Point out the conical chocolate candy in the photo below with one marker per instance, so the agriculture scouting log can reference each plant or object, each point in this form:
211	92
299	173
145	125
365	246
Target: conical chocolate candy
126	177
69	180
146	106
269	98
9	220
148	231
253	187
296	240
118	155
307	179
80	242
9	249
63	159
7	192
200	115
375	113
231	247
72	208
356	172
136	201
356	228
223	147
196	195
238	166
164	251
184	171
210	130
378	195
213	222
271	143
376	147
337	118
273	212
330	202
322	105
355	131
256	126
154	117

==

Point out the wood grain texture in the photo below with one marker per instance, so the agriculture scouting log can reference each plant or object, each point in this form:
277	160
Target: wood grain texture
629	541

---

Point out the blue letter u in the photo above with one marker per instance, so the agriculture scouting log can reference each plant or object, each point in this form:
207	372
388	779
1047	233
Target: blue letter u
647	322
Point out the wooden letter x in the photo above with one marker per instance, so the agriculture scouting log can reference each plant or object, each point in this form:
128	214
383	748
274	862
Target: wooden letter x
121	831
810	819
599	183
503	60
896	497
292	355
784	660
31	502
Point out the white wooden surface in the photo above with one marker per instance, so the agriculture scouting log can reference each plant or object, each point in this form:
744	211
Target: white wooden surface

▶ [Given task]
Display each line of the material above that contains the word "grain", reproducing every such line in full.

▶ [Solution for this problem]
Point out the wood grain texture in the photo below with one marker per instance, so the agriculture scouting log can reference each plant or object, each point in this form:
Target: wood grain texture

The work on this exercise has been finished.